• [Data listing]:
^^^^

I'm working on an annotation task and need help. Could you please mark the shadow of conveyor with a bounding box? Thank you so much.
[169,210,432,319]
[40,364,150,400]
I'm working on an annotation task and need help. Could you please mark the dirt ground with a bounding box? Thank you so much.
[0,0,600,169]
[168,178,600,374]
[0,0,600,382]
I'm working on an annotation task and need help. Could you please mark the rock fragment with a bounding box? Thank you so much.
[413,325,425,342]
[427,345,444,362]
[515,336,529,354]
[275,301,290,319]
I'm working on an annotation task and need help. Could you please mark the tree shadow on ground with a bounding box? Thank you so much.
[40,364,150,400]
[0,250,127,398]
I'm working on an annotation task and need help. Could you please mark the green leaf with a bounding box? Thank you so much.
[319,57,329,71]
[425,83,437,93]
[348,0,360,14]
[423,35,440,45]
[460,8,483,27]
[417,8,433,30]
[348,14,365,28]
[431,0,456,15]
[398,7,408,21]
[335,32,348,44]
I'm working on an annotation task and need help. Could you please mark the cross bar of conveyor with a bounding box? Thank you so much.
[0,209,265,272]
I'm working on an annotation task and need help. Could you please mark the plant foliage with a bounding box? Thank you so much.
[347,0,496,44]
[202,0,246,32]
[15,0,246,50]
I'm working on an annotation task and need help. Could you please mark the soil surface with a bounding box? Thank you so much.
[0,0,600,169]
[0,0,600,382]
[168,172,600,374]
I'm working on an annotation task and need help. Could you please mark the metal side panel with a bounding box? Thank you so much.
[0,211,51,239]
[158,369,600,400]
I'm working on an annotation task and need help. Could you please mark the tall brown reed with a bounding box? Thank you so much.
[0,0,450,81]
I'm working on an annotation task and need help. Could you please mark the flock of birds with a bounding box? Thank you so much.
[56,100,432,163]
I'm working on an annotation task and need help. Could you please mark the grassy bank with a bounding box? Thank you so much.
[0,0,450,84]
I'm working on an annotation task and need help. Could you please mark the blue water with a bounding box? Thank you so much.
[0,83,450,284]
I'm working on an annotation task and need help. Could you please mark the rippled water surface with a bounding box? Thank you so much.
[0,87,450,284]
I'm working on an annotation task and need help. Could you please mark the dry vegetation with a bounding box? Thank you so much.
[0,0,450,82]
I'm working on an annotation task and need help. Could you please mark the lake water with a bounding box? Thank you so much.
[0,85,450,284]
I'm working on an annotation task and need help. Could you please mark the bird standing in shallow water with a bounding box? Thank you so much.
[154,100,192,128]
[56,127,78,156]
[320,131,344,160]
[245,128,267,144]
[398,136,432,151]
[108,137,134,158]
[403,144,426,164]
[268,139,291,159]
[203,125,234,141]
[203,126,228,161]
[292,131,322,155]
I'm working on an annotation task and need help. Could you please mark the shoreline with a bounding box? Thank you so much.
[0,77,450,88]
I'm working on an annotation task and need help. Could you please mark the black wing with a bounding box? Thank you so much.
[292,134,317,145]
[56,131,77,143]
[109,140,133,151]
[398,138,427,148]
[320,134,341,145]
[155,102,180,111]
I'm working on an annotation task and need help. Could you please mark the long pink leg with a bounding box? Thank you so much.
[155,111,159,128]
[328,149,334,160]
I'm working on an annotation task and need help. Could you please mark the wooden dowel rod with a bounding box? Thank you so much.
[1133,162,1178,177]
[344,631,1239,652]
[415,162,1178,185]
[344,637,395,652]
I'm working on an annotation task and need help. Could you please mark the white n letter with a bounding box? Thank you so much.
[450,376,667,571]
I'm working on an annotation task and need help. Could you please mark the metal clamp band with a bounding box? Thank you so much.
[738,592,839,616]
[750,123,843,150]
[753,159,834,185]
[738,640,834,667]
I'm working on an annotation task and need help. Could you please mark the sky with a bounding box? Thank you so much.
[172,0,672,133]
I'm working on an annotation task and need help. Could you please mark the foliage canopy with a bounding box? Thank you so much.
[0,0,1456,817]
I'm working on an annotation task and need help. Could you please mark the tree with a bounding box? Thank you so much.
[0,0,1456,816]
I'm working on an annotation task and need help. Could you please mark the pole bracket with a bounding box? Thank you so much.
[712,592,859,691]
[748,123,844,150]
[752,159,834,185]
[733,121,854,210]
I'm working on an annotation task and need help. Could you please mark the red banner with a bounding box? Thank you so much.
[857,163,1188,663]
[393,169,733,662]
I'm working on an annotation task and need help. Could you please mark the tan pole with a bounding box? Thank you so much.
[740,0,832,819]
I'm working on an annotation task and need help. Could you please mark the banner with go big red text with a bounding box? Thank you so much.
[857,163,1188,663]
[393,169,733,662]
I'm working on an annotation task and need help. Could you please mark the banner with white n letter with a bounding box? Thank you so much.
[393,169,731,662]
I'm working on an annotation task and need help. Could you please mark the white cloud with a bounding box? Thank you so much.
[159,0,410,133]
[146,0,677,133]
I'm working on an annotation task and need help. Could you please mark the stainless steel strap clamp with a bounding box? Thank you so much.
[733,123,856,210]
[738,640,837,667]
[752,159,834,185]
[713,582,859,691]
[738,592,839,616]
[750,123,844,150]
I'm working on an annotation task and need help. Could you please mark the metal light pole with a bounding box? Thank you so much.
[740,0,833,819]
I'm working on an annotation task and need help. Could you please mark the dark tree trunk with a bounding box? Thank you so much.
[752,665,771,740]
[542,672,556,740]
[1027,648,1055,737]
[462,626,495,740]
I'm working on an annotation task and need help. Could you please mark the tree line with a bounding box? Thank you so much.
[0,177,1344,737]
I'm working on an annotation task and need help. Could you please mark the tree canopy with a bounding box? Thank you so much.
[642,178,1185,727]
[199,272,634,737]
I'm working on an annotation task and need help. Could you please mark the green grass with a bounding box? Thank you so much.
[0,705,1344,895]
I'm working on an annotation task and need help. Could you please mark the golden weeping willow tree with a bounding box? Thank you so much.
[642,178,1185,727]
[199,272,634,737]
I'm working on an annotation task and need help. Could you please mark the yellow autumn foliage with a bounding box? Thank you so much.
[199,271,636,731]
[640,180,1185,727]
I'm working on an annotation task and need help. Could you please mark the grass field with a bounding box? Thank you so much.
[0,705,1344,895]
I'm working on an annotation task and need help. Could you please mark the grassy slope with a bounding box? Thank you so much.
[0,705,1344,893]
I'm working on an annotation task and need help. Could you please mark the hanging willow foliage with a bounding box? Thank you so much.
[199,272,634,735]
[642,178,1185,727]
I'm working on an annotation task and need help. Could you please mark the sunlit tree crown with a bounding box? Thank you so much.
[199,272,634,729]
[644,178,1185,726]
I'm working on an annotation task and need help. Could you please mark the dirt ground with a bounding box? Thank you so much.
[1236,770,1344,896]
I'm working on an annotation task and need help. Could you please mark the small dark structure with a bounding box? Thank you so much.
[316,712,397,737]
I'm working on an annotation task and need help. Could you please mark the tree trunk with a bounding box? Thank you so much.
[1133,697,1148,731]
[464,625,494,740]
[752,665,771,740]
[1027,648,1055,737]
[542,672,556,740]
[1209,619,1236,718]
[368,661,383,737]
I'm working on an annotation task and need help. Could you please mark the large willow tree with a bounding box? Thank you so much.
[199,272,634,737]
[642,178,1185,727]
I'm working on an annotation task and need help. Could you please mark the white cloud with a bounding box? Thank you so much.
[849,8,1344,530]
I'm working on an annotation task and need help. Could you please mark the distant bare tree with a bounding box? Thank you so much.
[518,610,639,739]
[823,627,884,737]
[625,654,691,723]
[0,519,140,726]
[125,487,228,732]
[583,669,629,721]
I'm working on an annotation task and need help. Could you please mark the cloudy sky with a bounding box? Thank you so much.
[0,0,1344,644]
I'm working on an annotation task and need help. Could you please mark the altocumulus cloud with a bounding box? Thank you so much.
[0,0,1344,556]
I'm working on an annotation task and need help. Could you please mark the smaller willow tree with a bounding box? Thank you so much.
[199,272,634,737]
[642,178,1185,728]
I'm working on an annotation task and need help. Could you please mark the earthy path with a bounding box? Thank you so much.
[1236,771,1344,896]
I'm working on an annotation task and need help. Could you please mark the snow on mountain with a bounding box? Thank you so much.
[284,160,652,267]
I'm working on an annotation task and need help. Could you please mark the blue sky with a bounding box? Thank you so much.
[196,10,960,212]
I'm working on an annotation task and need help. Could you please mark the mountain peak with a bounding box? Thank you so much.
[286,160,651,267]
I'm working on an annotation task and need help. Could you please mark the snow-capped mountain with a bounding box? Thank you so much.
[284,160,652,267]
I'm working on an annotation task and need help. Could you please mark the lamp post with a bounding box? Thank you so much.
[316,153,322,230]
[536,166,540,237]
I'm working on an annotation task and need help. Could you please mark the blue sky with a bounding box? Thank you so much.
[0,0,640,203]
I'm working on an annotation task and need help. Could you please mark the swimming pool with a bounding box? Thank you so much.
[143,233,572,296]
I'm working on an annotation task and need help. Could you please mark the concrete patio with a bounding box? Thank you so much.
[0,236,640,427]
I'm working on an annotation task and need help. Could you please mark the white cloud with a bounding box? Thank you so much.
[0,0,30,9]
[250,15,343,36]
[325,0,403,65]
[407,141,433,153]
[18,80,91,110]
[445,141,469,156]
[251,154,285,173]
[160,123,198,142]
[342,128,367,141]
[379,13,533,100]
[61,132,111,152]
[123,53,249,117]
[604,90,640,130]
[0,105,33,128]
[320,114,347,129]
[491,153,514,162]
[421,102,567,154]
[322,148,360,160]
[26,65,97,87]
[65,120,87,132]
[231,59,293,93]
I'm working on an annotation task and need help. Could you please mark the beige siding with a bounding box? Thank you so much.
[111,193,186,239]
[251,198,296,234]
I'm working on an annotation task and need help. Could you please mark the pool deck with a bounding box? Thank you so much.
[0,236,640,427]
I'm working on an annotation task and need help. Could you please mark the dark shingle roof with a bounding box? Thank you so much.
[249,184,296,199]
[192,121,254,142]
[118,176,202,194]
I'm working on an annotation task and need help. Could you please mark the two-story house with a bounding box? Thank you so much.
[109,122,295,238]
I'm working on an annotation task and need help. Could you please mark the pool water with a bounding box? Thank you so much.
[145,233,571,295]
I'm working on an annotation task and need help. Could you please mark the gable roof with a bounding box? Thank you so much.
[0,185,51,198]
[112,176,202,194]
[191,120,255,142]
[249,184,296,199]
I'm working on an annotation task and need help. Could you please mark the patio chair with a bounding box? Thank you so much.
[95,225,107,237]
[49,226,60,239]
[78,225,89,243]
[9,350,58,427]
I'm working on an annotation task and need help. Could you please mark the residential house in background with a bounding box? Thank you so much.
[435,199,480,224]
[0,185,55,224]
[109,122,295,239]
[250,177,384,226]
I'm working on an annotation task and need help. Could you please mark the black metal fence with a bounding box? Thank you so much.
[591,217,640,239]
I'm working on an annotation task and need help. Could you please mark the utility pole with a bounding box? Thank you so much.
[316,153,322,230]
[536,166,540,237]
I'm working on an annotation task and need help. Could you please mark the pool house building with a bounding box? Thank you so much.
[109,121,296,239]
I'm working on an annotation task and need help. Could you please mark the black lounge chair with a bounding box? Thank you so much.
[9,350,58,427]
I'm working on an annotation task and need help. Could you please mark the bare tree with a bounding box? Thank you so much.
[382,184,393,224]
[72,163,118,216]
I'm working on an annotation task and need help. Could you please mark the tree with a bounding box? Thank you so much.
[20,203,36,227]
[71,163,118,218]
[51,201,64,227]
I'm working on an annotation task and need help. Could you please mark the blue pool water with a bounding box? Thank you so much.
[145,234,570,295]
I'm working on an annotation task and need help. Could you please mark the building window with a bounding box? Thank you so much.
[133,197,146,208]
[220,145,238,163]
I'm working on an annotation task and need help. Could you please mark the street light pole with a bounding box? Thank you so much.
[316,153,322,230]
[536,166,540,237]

^^^^

Please update the records from the line containing "banner with white" through the line containing "[0,177,1344,737]" by changing "stainless steel strap clamp" to "metal hose clamp", leaving everything else unchanged. Return only that stretch of lines.

• [RESULT OF THE TASK]:
I'm working on an annotation task and need help. Could you please mark the banner with white n letter with a bounding box? Thank you so much.
[393,169,731,662]
I'm working on an annotation task and need help. Could you please mark the white cloud with a bounding box? Thank you so much.
[159,0,410,133]
[146,0,677,133]
I'm working on an annotation task and need help. Could you please mark the metal hose clamp with a bounding box? Thank you so much.
[733,123,856,210]
[738,640,837,667]
[752,159,834,185]
[713,582,859,691]
[738,592,839,616]
[750,123,844,150]
I'm working on an annotation task and need help. Could you please mark the metal light pole with a bounding box? Thank you so much.
[740,0,833,819]
I'm working on an annotation task and need help. Could you please mark the dark tree trunk with a bounding box? Thank you so much.
[752,665,771,740]
[542,672,556,740]
[1027,648,1055,737]
[462,626,495,740]
I'm working on an annotation task and need help. Could you please mark the tree line with a bounding box? Thank you so much.
[0,177,1344,737]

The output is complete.